DATASET RECORDS:
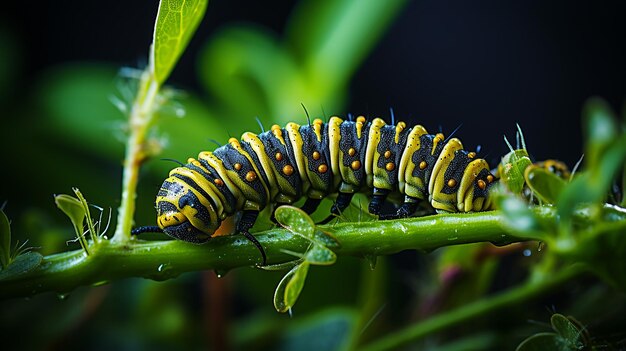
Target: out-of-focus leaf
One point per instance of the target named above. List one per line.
(600, 129)
(329, 330)
(23, 263)
(546, 185)
(593, 185)
(296, 221)
(568, 337)
(542, 342)
(176, 22)
(320, 255)
(252, 74)
(5, 240)
(290, 287)
(518, 218)
(603, 250)
(568, 331)
(349, 27)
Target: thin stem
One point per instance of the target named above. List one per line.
(481, 307)
(112, 260)
(140, 119)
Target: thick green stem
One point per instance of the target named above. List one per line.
(481, 307)
(140, 120)
(112, 260)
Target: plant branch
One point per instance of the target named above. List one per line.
(140, 120)
(162, 260)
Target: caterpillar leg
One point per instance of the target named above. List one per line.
(246, 222)
(146, 229)
(377, 200)
(310, 205)
(406, 210)
(343, 201)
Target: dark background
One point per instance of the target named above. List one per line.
(484, 65)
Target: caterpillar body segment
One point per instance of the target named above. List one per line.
(282, 165)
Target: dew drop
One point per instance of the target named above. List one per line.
(371, 259)
(220, 272)
(63, 296)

TASK ITEM:
Everything from the line containing "Target: caterpillar leg" to the bottom of the listing is to be set down exactly; leave out all other lines.

RESULT OF THE TASK:
Target: caterpillar leg
One point per instance of the target named above. List one per line.
(246, 222)
(146, 229)
(377, 200)
(310, 205)
(406, 210)
(343, 201)
Target: dark background
One point per instance of the target named above. List one per line.
(484, 65)
Target: caterpillar body segment
One point per instance of the target named above. List one per line.
(282, 165)
Target: dew drop
One point per instance of the target named above. List one per line.
(371, 259)
(220, 272)
(63, 296)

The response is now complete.